Prompt: Write out, character for character, the line containing "Identify each instance of the pizza" and all lines after it up to the end of the listing.

Records:

===============

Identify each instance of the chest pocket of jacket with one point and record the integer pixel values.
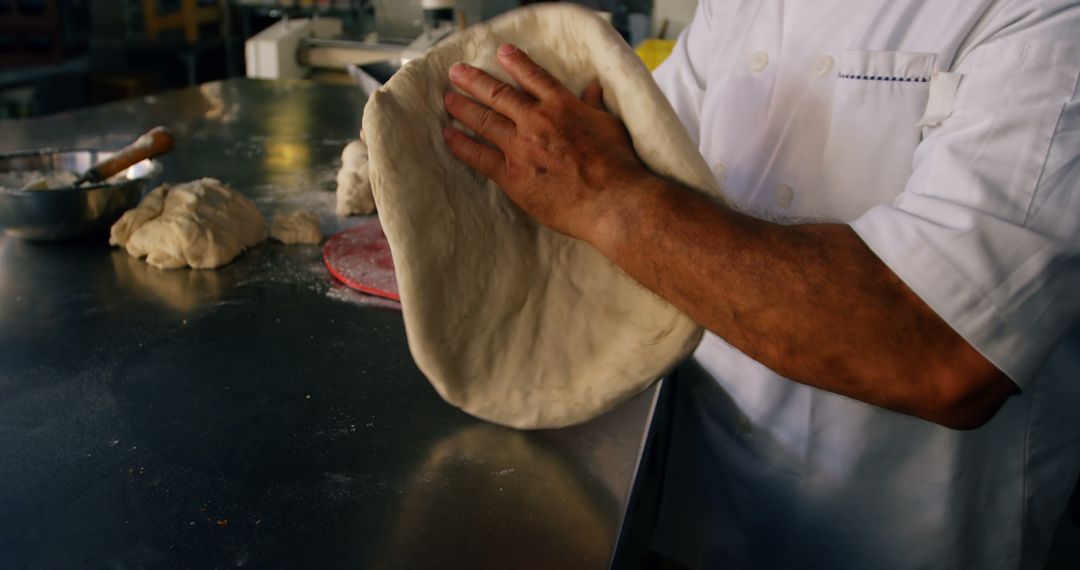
(878, 98)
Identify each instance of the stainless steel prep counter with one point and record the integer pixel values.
(260, 415)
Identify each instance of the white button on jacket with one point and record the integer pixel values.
(977, 212)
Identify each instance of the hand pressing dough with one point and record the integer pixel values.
(510, 321)
(296, 227)
(354, 188)
(202, 224)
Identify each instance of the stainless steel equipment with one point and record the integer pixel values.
(68, 212)
(258, 416)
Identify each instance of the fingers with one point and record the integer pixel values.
(534, 79)
(500, 96)
(593, 95)
(484, 159)
(485, 122)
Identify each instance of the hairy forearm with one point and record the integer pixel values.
(810, 301)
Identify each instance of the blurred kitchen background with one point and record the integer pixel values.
(57, 55)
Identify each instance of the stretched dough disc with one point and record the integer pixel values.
(510, 321)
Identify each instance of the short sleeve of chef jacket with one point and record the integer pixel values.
(987, 229)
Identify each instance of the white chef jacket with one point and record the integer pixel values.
(947, 134)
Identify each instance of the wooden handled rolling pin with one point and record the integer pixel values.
(154, 143)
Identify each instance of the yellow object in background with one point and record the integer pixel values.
(653, 52)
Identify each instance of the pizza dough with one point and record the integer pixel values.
(296, 227)
(354, 189)
(202, 224)
(510, 321)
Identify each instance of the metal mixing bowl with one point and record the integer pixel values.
(68, 212)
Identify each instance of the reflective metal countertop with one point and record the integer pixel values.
(260, 415)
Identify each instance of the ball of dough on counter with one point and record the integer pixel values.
(354, 187)
(510, 321)
(296, 227)
(202, 224)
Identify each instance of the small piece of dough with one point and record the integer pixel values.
(510, 321)
(202, 224)
(354, 186)
(296, 227)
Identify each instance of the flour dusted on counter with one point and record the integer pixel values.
(202, 224)
(296, 227)
(354, 186)
(38, 179)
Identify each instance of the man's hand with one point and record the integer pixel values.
(557, 157)
(810, 301)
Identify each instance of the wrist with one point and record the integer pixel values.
(624, 213)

===============

Exercise solution:
Identify each instance of the pizza dough with one point and record the integer pixel values.
(296, 227)
(354, 189)
(202, 224)
(510, 321)
Identify each instance of the metal mixing bowl with one point and record the integer pixel values.
(68, 212)
Identify each instance of the reflective metal countertop with one point and record the integer pixel values.
(260, 415)
Identify each instance of the ball of dough on counter with one point and record the integer pixel values.
(354, 187)
(510, 321)
(296, 227)
(202, 224)
Identify each instance of the small piece of dough with one point and record the integer pixel values.
(510, 321)
(202, 224)
(354, 186)
(296, 227)
Identify each instance of the flour dusted on counter with one point and record the integer pixel values.
(202, 224)
(296, 227)
(354, 186)
(38, 179)
Identify each instance of the man's hand with one point and record the integer pixel values.
(557, 157)
(810, 301)
Identify each instance of the wrist with one point and record the integer pixel values.
(624, 213)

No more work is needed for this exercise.